■ **Document excerpt**
%%
Properly done, brining doesn't make your meat taste salty -- it should just make the chicken taste more, well, chickeny. It also doesn't raise the sodium content by that much, since only a fraction of the salt in solution is drawn into the chicken. (Some, yes, but on the other hand, if you brine your chicken/pork, you'll need to add less salt later in the process, so it tends to even out. People on specifically low-sodium diets for health reasons may need to be careful, though.) And it really makes it plumper, moister, and more resilient when cooking.
So how do you do it? Well, somewhere between half an hour to an hour before you want to start cooking, prepare the brine. (That is, for instance, if you want to eat at 8, and your recipe takes 30 minutes without including brining time, you'll want to start brining at 6:30 or 7.) To prepare the brine, boil one cup of water (in a kettle or a saucepan or the microwave, doesn't matter) and dissolve salt in it. How much salt? It depends on how much meat you're cooking.
For up to half a chicken (anything from 'one breast' to 'two thighs' to 'a split chicken), or up to about 3 lbs of chicken meat: 1/4 cup
For one to two whole chickens (or equivalent amount of chicken pieces), or 3 1/2 - 4 lbs of chicken meat: 1/2 cup
For two whole chickens (or equivalent amount of chicken pieces), or 4 1/2 - 8 lbs of chicken meat: 1 cup
For up to 3 lbs of pork: 3 tbsp
For 3-6 lbs of pork: 1/4 cup
Note: these numbers are for regular table salt. If you're using kosher salt, double the numbers. If you're using fancy artisinal salt... um, don't; it's wasted on this.
Many recipes also have you add sugar -- usually either half as much sugar as salt or an equal amount of sugar as salt. I'm still deciding whether I like sugar in my brine, and if so, in what ratio, and for what applications. So you can experiment, or you can leave it off.
Once the salt is thoroughly dissolved in the hot water, put it in a great big bowl or pan (it should be able to hold at least a gallon, and more if you're brining a big piece of meat), and add 7 cups of cold water. (That is, you'll have two quarts, or eight cups, of liquid total -- it's just that you already added one cup when you dissolved the salt in hot water.) Add the chicken. Annnnnd.... okay, most recipes will tell you to put it in the fridge for the sake of Food Safety, and this is probably a good idea. I, however, often chuck a bunch of ice in the bowl instead, and leave it on the counter, because it's easier than clearing out fridge space and it's only going to be brining for an hour tops. So do as your conscience bids you.
%%
■ **Collected material**
%%
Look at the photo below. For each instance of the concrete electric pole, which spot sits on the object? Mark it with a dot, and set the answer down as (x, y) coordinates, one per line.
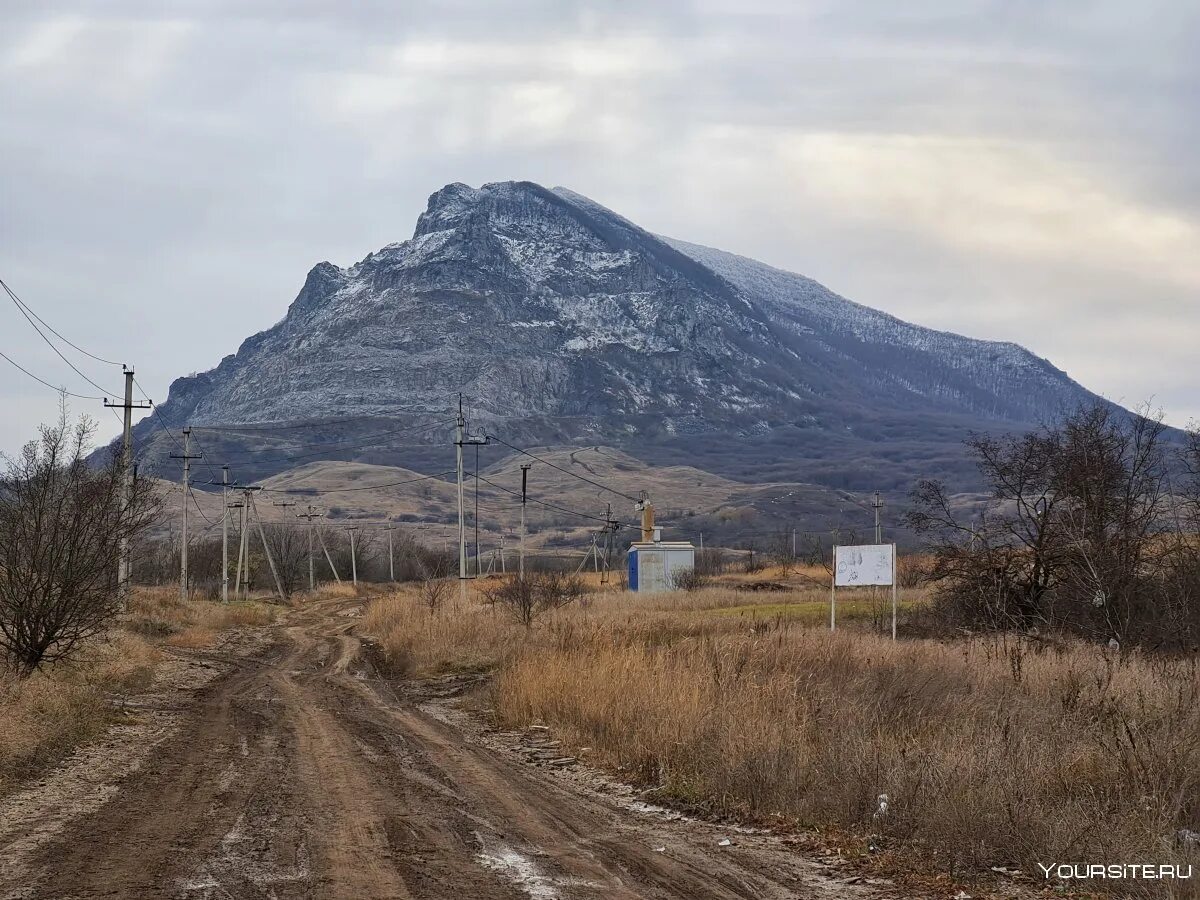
%%
■ **Given task 1**
Answer these questions from the brining text, one line each:
(a) How long before cooking should the brine be prepared?
(b) How should the salt amounts change when kosher salt is used?
(c) How many cups of cold water go in after the salt has dissolved?
■ **Given task 2**
List every salt amount the brining text gives for a quantity of meat, with the quantity each one is for.

■ **Final answer 1**
(a) Somewhere between half an hour and an hour before cooking starts.
(b) The numbers should be doubled.
(c) 7 cups.

■ **Final answer 2**
- Up to half a chicken, or up to about 3 lbs of chicken meat: 1/4 cup
- One to two whole chickens, or 3 1/2–4 lbs of chicken meat: 1/2 cup
- Two whole chickens, or 4 1/2–8 lbs of chicken meat: 1 cup
- Up to 3 lbs of pork: 3 tbsp
- 3–6 lbs of pork: 1/4 cup